Starting with the line that contains "Expected: for every instance of the grassy" and going on through the end of the data, repeat those lines with "innermost" changed to "central" and everything else left the same.
-- begin Data for this exercise --
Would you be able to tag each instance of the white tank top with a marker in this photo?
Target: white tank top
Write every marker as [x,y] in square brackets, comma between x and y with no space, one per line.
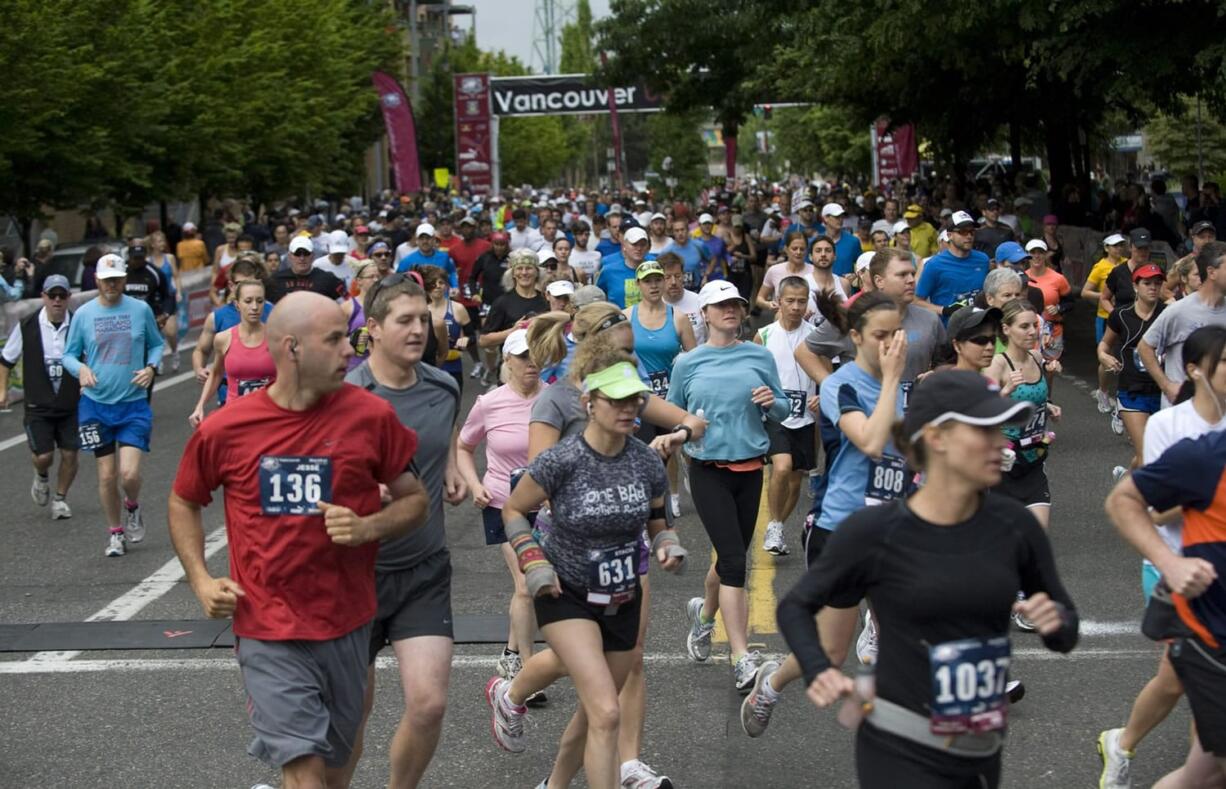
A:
[798,386]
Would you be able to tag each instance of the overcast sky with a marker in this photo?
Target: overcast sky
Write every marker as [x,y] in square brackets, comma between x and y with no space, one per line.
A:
[508,25]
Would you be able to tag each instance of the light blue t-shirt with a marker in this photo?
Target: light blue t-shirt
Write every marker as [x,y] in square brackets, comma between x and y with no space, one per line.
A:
[849,474]
[719,381]
[439,259]
[115,343]
[948,278]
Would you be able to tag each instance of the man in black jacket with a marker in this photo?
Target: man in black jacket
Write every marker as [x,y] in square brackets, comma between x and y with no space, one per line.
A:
[50,396]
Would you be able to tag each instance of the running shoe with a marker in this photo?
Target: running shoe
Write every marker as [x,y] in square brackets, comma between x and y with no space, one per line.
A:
[41,491]
[774,543]
[115,545]
[757,708]
[866,645]
[698,640]
[508,719]
[135,524]
[1104,401]
[509,664]
[1117,762]
[746,670]
[1020,621]
[638,776]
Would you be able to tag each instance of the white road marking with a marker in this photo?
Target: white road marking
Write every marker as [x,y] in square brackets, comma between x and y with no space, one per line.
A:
[389,663]
[7,444]
[129,604]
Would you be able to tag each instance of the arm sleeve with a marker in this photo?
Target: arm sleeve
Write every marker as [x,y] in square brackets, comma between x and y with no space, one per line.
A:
[74,347]
[1039,575]
[839,578]
[11,353]
[153,342]
[1181,477]
[473,430]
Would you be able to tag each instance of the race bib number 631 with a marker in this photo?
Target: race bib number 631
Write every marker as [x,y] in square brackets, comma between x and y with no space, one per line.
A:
[294,484]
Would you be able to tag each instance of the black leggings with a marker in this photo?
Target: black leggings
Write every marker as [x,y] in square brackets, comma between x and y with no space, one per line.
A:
[884,761]
[727,504]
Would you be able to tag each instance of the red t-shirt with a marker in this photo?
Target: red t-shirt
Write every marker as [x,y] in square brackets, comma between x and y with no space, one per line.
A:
[274,464]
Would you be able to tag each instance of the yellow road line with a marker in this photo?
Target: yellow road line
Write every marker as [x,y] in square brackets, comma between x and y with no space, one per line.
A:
[760,582]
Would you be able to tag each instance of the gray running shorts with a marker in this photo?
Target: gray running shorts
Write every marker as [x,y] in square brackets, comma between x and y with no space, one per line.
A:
[304,697]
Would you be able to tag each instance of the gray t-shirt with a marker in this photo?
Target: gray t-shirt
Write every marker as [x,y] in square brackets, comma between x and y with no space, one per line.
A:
[600,504]
[429,407]
[1171,328]
[925,331]
[558,407]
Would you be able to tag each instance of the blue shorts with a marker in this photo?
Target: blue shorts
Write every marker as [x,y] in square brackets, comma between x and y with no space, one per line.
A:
[1150,576]
[102,425]
[1140,402]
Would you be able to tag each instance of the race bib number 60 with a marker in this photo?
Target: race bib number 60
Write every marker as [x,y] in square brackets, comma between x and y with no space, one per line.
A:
[294,484]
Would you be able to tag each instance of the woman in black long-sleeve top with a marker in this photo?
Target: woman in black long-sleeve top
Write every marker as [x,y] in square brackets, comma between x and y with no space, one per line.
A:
[940,570]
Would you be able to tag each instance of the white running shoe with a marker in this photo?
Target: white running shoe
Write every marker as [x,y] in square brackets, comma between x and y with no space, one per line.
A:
[1117,762]
[1104,401]
[774,543]
[134,524]
[638,776]
[866,645]
[698,640]
[757,708]
[41,491]
[508,719]
[746,670]
[115,545]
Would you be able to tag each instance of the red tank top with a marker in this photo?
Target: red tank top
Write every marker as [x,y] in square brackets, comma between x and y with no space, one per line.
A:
[248,369]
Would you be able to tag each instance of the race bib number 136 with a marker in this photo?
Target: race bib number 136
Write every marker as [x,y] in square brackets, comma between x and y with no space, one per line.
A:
[294,484]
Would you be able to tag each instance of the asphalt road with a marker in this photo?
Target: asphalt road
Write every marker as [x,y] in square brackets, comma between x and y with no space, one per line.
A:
[175,718]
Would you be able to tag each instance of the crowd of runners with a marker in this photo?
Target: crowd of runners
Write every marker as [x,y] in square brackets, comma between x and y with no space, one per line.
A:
[889,364]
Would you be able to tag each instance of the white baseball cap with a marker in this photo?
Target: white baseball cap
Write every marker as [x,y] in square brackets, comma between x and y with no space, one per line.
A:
[719,290]
[634,235]
[300,243]
[110,267]
[559,288]
[515,343]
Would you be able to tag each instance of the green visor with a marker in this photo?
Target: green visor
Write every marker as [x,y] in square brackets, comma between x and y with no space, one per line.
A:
[617,381]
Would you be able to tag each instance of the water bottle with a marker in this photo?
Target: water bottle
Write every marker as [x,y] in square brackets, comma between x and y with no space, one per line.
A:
[860,703]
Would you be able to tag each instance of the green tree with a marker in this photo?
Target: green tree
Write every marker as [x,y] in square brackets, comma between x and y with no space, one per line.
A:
[1177,145]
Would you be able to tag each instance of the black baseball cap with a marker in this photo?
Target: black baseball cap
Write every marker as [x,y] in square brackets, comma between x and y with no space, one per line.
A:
[964,322]
[961,396]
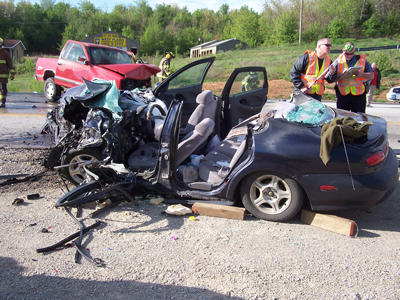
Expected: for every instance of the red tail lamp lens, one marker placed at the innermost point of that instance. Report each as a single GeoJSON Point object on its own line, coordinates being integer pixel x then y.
{"type": "Point", "coordinates": [376, 159]}
{"type": "Point", "coordinates": [328, 188]}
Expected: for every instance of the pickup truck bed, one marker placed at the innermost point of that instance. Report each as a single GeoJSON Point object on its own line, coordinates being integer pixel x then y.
{"type": "Point", "coordinates": [91, 61]}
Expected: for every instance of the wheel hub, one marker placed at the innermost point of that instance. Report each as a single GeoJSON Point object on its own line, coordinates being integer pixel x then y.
{"type": "Point", "coordinates": [270, 193]}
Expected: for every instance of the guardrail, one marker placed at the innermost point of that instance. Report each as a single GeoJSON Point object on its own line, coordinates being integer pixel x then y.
{"type": "Point", "coordinates": [370, 49]}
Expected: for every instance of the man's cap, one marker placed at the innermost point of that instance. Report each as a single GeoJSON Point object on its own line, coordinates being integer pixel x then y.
{"type": "Point", "coordinates": [348, 47]}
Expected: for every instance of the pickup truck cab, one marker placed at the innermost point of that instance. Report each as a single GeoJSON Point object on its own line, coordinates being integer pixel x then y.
{"type": "Point", "coordinates": [91, 61]}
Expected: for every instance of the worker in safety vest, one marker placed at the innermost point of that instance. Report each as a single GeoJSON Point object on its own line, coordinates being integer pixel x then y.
{"type": "Point", "coordinates": [311, 66]}
{"type": "Point", "coordinates": [6, 71]}
{"type": "Point", "coordinates": [165, 64]}
{"type": "Point", "coordinates": [351, 92]}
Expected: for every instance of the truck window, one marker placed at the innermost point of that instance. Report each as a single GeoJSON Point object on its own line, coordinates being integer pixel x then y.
{"type": "Point", "coordinates": [67, 48]}
{"type": "Point", "coordinates": [106, 56]}
{"type": "Point", "coordinates": [75, 52]}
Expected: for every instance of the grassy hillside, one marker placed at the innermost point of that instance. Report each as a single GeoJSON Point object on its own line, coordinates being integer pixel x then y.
{"type": "Point", "coordinates": [277, 60]}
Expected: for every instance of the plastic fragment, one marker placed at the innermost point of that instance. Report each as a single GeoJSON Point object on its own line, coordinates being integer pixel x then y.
{"type": "Point", "coordinates": [33, 196]}
{"type": "Point", "coordinates": [178, 209]}
{"type": "Point", "coordinates": [17, 201]}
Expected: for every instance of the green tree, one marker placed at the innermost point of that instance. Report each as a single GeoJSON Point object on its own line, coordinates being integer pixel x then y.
{"type": "Point", "coordinates": [244, 25]}
{"type": "Point", "coordinates": [338, 29]}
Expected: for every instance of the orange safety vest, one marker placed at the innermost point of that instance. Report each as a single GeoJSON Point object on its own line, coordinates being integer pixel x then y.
{"type": "Point", "coordinates": [313, 71]}
{"type": "Point", "coordinates": [355, 86]}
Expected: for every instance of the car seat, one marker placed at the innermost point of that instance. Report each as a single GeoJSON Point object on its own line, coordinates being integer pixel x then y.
{"type": "Point", "coordinates": [193, 140]}
{"type": "Point", "coordinates": [206, 108]}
-- end Data for this exercise --
→ **Written answer**
Expected: for every instance of the grassy hillside, one marker placed at the central point of that instance. Report each as a single GeoJSON Point object on its own line, coordinates being integer pixel x then y.
{"type": "Point", "coordinates": [277, 60]}
Expected: for every instance of the plastic fragment, one marker placed at the central point of that instance. Report each as a single GeoJSON Point object on its own line, coordinates being integer pixel x then y.
{"type": "Point", "coordinates": [33, 196]}
{"type": "Point", "coordinates": [178, 209]}
{"type": "Point", "coordinates": [17, 201]}
Expected: for every instance of the green tree, one marker placed at the central point of that instance. Report each as a single GeoJSON Point object on its own line, coordinates being integer pixel x then y.
{"type": "Point", "coordinates": [244, 25]}
{"type": "Point", "coordinates": [338, 29]}
Expected: for every instance of the orange safety vest, one marker placed at the central point of that instance. Report each as a single GeoJSON Point object on its own line, coordinates being integer pixel x then y.
{"type": "Point", "coordinates": [313, 71]}
{"type": "Point", "coordinates": [355, 86]}
Expected: for every instance of the car seat, one marker placed at the central point of that instance. Report each as a single GeoJSON Point object on its own line, coordinates being integer pixel x then y.
{"type": "Point", "coordinates": [193, 140]}
{"type": "Point", "coordinates": [206, 108]}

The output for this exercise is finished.